Income Equity Portfolio Updates (New Positions)

The Income Equity Portfolio Tracker Sheet has been updated for September, and there are a few new buys and sells (we highlight them in this note). As a reminder, the objective of the Income Equity Portfolio is “steady income and long-term capital appreciation” by investing in blue-chip companies with earnings growth potential, attractive valuations (multiple expansion opportunity) and prudent capital allocation (including reinvesting in the business, dividends, share repurchase and strong balance sheet management).

Here is the link to the Tracker Sheet and details on the buys and sells are included below.

Complete Sales:

  • Applied Materials (AMAT): This very-profitable semiconductor equipment manufacturer is up over 50% this year, the P/E is getting rich, and our exposure to the Technology sector was already getting a little heavy for this “Income Equity” strategy.

  • Stag Industrial (STAG): This industrial REIT has performed very well, and we needed to make room for new opportunities. We still have exposure to industrial REITs in the portfolio through our position in Plymouth (PLYM).

  • 3M Corp (MMM): Between continuing lawsuit expenses/risks and a lack of growth, it was time to move on from this once great Industrial sector company, based in Minneapolis.

  • State Street (STT): The yield is tempting, but the company has little growth and the valuation is not particularly compelling. We also already have healthy exposure to the Financial sector, and needed to make room for new opportunities.

  • Vanguard Value ETF (VTV): This has been a “catch all” placeholder. We sold the shares of this passive index ETF to make room for new opportunities.

Data

For reference, here is updated data (as of mid morning on 11-Sept-23) on the new buys (blue/purple), sells (yellow), stocks we own in the Income Equity Portfolio (green) and a few additional interesting names (white).

Saved data entries
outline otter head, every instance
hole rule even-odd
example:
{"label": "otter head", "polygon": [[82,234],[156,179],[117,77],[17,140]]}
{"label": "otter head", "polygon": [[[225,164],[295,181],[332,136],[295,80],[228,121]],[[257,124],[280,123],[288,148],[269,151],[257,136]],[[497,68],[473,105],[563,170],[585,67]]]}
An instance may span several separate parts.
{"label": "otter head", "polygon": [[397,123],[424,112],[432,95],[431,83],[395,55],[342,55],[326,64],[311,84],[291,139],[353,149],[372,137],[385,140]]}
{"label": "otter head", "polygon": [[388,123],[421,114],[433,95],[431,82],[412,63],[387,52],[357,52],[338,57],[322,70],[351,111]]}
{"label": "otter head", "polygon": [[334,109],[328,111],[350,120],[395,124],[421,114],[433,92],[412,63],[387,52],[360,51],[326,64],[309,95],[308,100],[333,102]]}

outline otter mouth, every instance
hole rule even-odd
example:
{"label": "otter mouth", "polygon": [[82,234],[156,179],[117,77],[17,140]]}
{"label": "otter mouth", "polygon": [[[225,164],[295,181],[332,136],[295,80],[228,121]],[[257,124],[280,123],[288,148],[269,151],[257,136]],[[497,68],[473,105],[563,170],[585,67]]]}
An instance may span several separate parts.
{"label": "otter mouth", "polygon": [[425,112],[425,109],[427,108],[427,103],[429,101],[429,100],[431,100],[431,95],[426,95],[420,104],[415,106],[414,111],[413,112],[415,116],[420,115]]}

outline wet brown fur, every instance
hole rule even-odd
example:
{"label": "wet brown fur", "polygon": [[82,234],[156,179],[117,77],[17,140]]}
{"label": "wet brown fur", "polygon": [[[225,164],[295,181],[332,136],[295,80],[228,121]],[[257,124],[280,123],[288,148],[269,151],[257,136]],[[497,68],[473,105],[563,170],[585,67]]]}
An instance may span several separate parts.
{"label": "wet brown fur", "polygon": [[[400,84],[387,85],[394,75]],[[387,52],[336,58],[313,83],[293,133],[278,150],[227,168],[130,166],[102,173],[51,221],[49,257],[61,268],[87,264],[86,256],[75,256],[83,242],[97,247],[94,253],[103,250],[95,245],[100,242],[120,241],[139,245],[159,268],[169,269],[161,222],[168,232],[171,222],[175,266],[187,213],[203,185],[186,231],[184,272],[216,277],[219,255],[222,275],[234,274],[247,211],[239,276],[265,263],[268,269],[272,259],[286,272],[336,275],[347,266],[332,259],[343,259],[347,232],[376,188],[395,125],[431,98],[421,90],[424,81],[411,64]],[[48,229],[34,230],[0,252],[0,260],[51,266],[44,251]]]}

*APPLY WHAT YOU READ:*
**a.** In the portfolio update, which position still gives the portfolio exposure to industrial REITs after the sale of Stag Industrial?
**b.** Write a continuation of the portfolio update, starting after its final sentence.

*ANSWERS PROVIDED:*
**a.** Plymouth (PLYM).

**b.**
New Purchases:

  • Albemarle (ALB): Shares of this lithium-focused mining company are simply far too inexpensive to ignore. Lithium is a requirement for electric vehicle batteries. And despite growing demand, the share price has fallen. The company is very profitable (+40% net margins) and the dividend has been increasing every year for nearly three decades straight.

  • American Electric Power (AEP): Utilities stocks (such as AEP) have been weak this year as investors have moved money out of the sector (know for higher dividend yields) and into bonds (interest rates have been on the rise). However, the selling pressure on Utilities has created some attractive valuations and entry points. We previously had no Utilities sectors stocks in the portfolio (other than some passive exposure through VTV which we sold—see above), and AEP is an attractive 4.2% yield way to play the sector.

  • Paycom (PAYC): This payroll and human resources technology company (Software-as-a-Service) has impressive growth, an attractive valuation (the shares are down) and they just recently implemented a (small) dividend (making it eligible for the Income Equity Portfolio). The market cycle is real, and when we emerge on the other side of the current macroeconomic slowdown, Paycom shares are likely going much higher.

  • Honeywell (HON): After dumping one Industrial sector Stock (3M) we replaced it with another one (Honeywell). Honeywell operates a diversified technology and manufacturing company worldwide, and the share price is attractive considering its strong profit margins, steady growth trajectory and reasonable valuation. And considering its strong dividend yield, this blue chip is hard to ignore.

The Bottom Line:

Disciplined goal-focused long-term investing continues to be a winning strategy. The Income Equity Portfolio does not offer the highest yield (that’s our High Income NOW Portfolio) and it doesn’t offer the most explosive growth either, but it does offer a compelling mix of growth and income, that meets the needs of many investors. At the end of the day, you need to invest only in the opportunities that are right for you.